Requirement:
Write out every line of the material as it stands, apart from the pictures.

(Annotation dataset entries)
_ _ _ _

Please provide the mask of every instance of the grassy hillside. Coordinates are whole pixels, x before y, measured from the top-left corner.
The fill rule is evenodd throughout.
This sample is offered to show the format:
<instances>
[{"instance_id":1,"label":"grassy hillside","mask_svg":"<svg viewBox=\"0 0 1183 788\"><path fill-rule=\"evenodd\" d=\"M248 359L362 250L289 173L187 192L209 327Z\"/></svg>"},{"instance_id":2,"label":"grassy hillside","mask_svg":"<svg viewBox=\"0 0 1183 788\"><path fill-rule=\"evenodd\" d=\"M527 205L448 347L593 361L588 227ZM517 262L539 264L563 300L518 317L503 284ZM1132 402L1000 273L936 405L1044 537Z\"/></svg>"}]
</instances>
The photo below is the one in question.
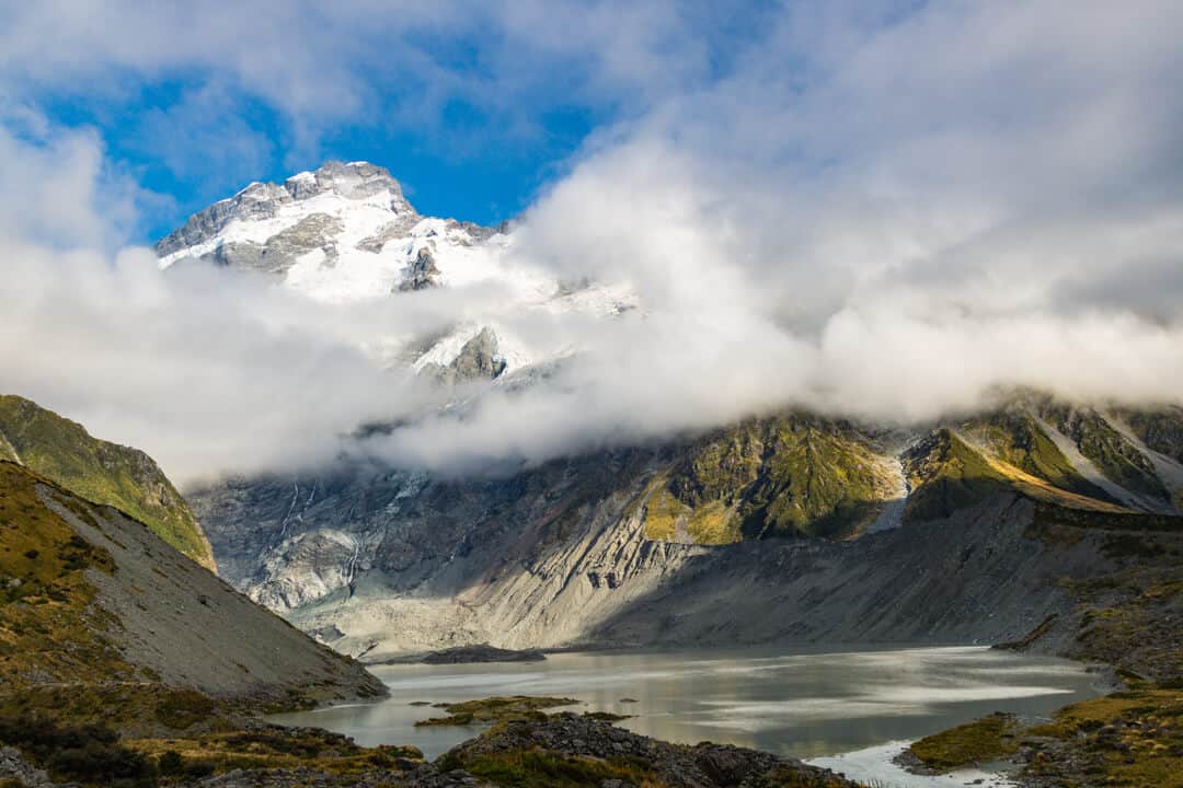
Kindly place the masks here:
<instances>
[{"instance_id":1,"label":"grassy hillside","mask_svg":"<svg viewBox=\"0 0 1183 788\"><path fill-rule=\"evenodd\" d=\"M215 568L196 517L144 452L93 438L80 424L21 397L0 396L0 458L130 514L198 564Z\"/></svg>"},{"instance_id":2,"label":"grassy hillside","mask_svg":"<svg viewBox=\"0 0 1183 788\"><path fill-rule=\"evenodd\" d=\"M0 462L0 685L110 682L265 701L381 691L142 523Z\"/></svg>"},{"instance_id":3,"label":"grassy hillside","mask_svg":"<svg viewBox=\"0 0 1183 788\"><path fill-rule=\"evenodd\" d=\"M840 423L750 419L692 444L645 493L649 539L845 538L894 491L890 461Z\"/></svg>"},{"instance_id":4,"label":"grassy hillside","mask_svg":"<svg viewBox=\"0 0 1183 788\"><path fill-rule=\"evenodd\" d=\"M991 716L929 736L911 753L937 770L998 758L1033 788L1183 786L1183 517L1041 503L1027 535L1065 551L1100 543L1111 571L1065 577L1075 601L1006 649L1042 649L1113 667L1125 686L1043 724Z\"/></svg>"}]
</instances>

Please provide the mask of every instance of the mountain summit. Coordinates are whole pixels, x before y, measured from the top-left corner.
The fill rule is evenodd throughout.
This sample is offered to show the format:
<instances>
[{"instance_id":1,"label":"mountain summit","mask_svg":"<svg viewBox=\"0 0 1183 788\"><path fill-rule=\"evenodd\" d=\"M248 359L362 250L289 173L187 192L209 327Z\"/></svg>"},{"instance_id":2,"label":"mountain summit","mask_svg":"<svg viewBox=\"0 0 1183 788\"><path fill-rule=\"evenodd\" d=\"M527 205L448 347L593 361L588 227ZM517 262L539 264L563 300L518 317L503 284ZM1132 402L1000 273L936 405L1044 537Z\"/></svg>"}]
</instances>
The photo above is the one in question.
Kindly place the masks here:
<instances>
[{"instance_id":1,"label":"mountain summit","mask_svg":"<svg viewBox=\"0 0 1183 788\"><path fill-rule=\"evenodd\" d=\"M447 367L483 332L496 336L506 371L544 362L556 349L529 346L510 323L531 313L613 318L636 306L627 285L571 286L513 254L513 247L508 224L420 215L382 167L328 162L282 184L251 183L190 216L155 248L162 268L199 261L259 272L330 304L496 287L497 298L479 315L457 315L445 331L409 340L387 338L390 358L381 363L409 362L419 371Z\"/></svg>"}]
</instances>

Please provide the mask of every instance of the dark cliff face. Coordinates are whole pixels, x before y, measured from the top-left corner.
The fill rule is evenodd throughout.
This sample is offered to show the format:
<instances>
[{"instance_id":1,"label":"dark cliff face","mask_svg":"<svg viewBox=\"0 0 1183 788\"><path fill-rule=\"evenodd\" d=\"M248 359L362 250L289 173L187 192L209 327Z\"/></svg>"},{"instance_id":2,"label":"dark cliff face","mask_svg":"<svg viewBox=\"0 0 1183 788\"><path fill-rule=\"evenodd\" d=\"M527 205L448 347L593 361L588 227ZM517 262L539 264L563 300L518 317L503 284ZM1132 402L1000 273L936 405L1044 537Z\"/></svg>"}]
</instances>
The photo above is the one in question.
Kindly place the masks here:
<instances>
[{"instance_id":1,"label":"dark cliff face","mask_svg":"<svg viewBox=\"0 0 1183 788\"><path fill-rule=\"evenodd\" d=\"M353 653L1006 639L1067 604L1065 561L1106 566L1027 539L1033 507L1131 510L1042 429L787 413L499 477L342 460L193 501L238 587Z\"/></svg>"}]
</instances>

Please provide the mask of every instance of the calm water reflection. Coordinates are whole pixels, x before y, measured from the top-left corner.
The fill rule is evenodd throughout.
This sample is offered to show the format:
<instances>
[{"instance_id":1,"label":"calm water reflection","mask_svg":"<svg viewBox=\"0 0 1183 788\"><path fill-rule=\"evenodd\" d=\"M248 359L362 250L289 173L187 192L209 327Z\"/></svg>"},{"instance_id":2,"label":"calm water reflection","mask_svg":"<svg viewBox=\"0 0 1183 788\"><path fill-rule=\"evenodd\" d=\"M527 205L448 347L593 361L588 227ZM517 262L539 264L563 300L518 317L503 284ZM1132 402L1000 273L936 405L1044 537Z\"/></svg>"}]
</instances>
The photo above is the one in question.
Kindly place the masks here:
<instances>
[{"instance_id":1,"label":"calm water reflection","mask_svg":"<svg viewBox=\"0 0 1183 788\"><path fill-rule=\"evenodd\" d=\"M560 695L580 701L574 711L635 715L621 724L667 741L711 740L813 757L917 738L991 711L1042 716L1097 693L1093 677L1075 663L977 646L565 653L542 663L390 665L374 672L389 685L388 701L273 719L328 728L364 745L414 744L434 757L479 729L416 729L416 719L441 711L411 702Z\"/></svg>"}]
</instances>

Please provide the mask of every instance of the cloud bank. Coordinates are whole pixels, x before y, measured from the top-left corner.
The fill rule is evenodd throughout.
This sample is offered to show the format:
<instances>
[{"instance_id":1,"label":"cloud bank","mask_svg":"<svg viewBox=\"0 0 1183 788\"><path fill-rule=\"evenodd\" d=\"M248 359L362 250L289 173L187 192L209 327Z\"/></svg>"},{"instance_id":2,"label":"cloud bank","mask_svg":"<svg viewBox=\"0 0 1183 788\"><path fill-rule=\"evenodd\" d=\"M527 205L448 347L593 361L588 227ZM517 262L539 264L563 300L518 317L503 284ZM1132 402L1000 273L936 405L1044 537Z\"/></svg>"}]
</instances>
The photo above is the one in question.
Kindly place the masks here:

_ _ _ _

Problem solution:
Please provide the mask of every instance of the grassy hillside. Coordinates are whole pixels, x before y, measured from the top-left corner.
The fill rule is evenodd throughout.
This sample is offered to show the format:
<instances>
[{"instance_id":1,"label":"grassy hillside","mask_svg":"<svg viewBox=\"0 0 1183 788\"><path fill-rule=\"evenodd\" d=\"M248 359L362 250L289 173L187 192L209 327Z\"/></svg>"},{"instance_id":2,"label":"grassy hillside","mask_svg":"<svg viewBox=\"0 0 1183 788\"><path fill-rule=\"evenodd\" d=\"M527 205L448 347L593 361L588 227ZM517 262L539 264L563 300L518 317L503 284ZM1132 402L1000 273L936 405L1044 537Z\"/></svg>"}]
</instances>
The photo below is the one in question.
Kindly place the masks here:
<instances>
[{"instance_id":1,"label":"grassy hillside","mask_svg":"<svg viewBox=\"0 0 1183 788\"><path fill-rule=\"evenodd\" d=\"M215 568L196 517L144 452L93 438L80 424L21 397L0 396L0 458L130 514L198 564Z\"/></svg>"},{"instance_id":2,"label":"grassy hillside","mask_svg":"<svg viewBox=\"0 0 1183 788\"><path fill-rule=\"evenodd\" d=\"M0 462L0 685L110 682L265 701L381 691L142 523Z\"/></svg>"},{"instance_id":3,"label":"grassy hillside","mask_svg":"<svg viewBox=\"0 0 1183 788\"><path fill-rule=\"evenodd\" d=\"M840 423L750 419L692 444L645 493L649 539L845 538L894 491L890 461Z\"/></svg>"},{"instance_id":4,"label":"grassy hillside","mask_svg":"<svg viewBox=\"0 0 1183 788\"><path fill-rule=\"evenodd\" d=\"M991 716L929 736L911 753L937 770L998 758L1033 788L1183 786L1183 517L1041 503L1027 535L1065 551L1100 543L1111 571L1065 577L1075 601L1006 649L1042 649L1113 667L1125 686L1043 724Z\"/></svg>"}]
</instances>

Please provide the mask of every instance of the mountain summit. Coordinates are whole pixels, x before y, measured from the top-left corner.
The fill rule is evenodd throughout.
This sample is offered to show the format:
<instances>
[{"instance_id":1,"label":"mountain summit","mask_svg":"<svg viewBox=\"0 0 1183 788\"><path fill-rule=\"evenodd\" d=\"M248 359L362 250L289 173L187 192L209 327Z\"/></svg>"},{"instance_id":2,"label":"mountain summit","mask_svg":"<svg viewBox=\"0 0 1183 788\"><path fill-rule=\"evenodd\" d=\"M527 205L448 347L593 361L588 227ZM517 262L539 264L563 300L518 317L503 284ZM1132 402L1000 273L936 405L1044 537Z\"/></svg>"}]
</instances>
The photo above is the one in question.
Kindly place the masks here:
<instances>
[{"instance_id":1,"label":"mountain summit","mask_svg":"<svg viewBox=\"0 0 1183 788\"><path fill-rule=\"evenodd\" d=\"M447 367L483 332L496 336L506 371L544 362L556 349L529 346L510 323L531 313L613 318L636 306L627 285L571 286L513 254L513 247L508 224L420 215L382 167L328 162L282 184L251 183L190 216L155 248L162 268L199 261L259 272L330 304L496 287L497 298L479 315L457 315L445 331L409 340L387 338L390 358L381 363L409 362L419 371Z\"/></svg>"}]
</instances>

Please provide the mask of every instance of the dark cliff face. Coordinates are whole pixels, x before y, measured from the top-left corner.
The fill rule is evenodd throughout.
This sample is offered to show the format:
<instances>
[{"instance_id":1,"label":"dark cliff face","mask_svg":"<svg viewBox=\"0 0 1183 788\"><path fill-rule=\"evenodd\" d=\"M248 359L362 250L289 173L187 192L209 327Z\"/></svg>"},{"instance_id":2,"label":"dark cliff face","mask_svg":"<svg viewBox=\"0 0 1183 788\"><path fill-rule=\"evenodd\" d=\"M527 205L448 347L593 361L588 227ZM517 262L539 264L563 300L518 317L503 284ZM1132 402L1000 273L936 405L1044 537Z\"/></svg>"}]
</instances>
The photo above is the one in question.
Kindly place the masks here:
<instances>
[{"instance_id":1,"label":"dark cliff face","mask_svg":"<svg viewBox=\"0 0 1183 788\"><path fill-rule=\"evenodd\" d=\"M353 653L1006 639L1067 604L1065 561L1106 566L1027 539L1033 507L1131 510L1042 429L787 413L499 477L342 460L193 501L238 587Z\"/></svg>"}]
</instances>

Please provide the mask of every instance of the calm water reflection. Coordinates are whole pixels, x before y, measured from the top-left corner.
The fill rule is evenodd throughout.
This sample is offered to show the format:
<instances>
[{"instance_id":1,"label":"calm water reflection","mask_svg":"<svg viewBox=\"0 0 1183 788\"><path fill-rule=\"evenodd\" d=\"M248 359L362 250L289 173L187 192L209 327Z\"/></svg>"},{"instance_id":2,"label":"calm water reflection","mask_svg":"<svg viewBox=\"0 0 1183 788\"><path fill-rule=\"evenodd\" d=\"M527 205L448 347L593 361L588 227ZM517 262L539 264L563 300L518 317L503 284ZM1132 402L1000 273L936 405L1044 537Z\"/></svg>"}]
</instances>
The photo above is the one in question.
Kindly place the masks here:
<instances>
[{"instance_id":1,"label":"calm water reflection","mask_svg":"<svg viewBox=\"0 0 1183 788\"><path fill-rule=\"evenodd\" d=\"M560 695L580 701L574 711L635 715L621 724L667 741L711 740L813 757L917 738L991 711L1042 716L1097 693L1093 677L1075 663L977 646L565 653L542 663L390 665L374 672L389 685L388 701L273 719L328 728L364 745L414 744L434 757L479 729L416 729L416 719L441 711L411 702Z\"/></svg>"}]
</instances>

Please provide the mask of every instance of the cloud bank. Coordinates are whole pixels, x before y, measured from the top-left corner.
The fill rule is evenodd throughout.
This sample is offered to show the format:
<instances>
[{"instance_id":1,"label":"cloud bank","mask_svg":"<svg viewBox=\"0 0 1183 788\"><path fill-rule=\"evenodd\" d=\"M248 359L362 250L289 173L187 192L209 327Z\"/></svg>"},{"instance_id":2,"label":"cloud bank","mask_svg":"<svg viewBox=\"0 0 1183 788\"><path fill-rule=\"evenodd\" d=\"M527 205L448 347L593 361L588 227ZM517 262L539 264L563 300L518 317L503 284ZM1132 402L1000 273L936 405L1044 537Z\"/></svg>"}]
</instances>
The photo above is the one in question.
Kindly place the masks here:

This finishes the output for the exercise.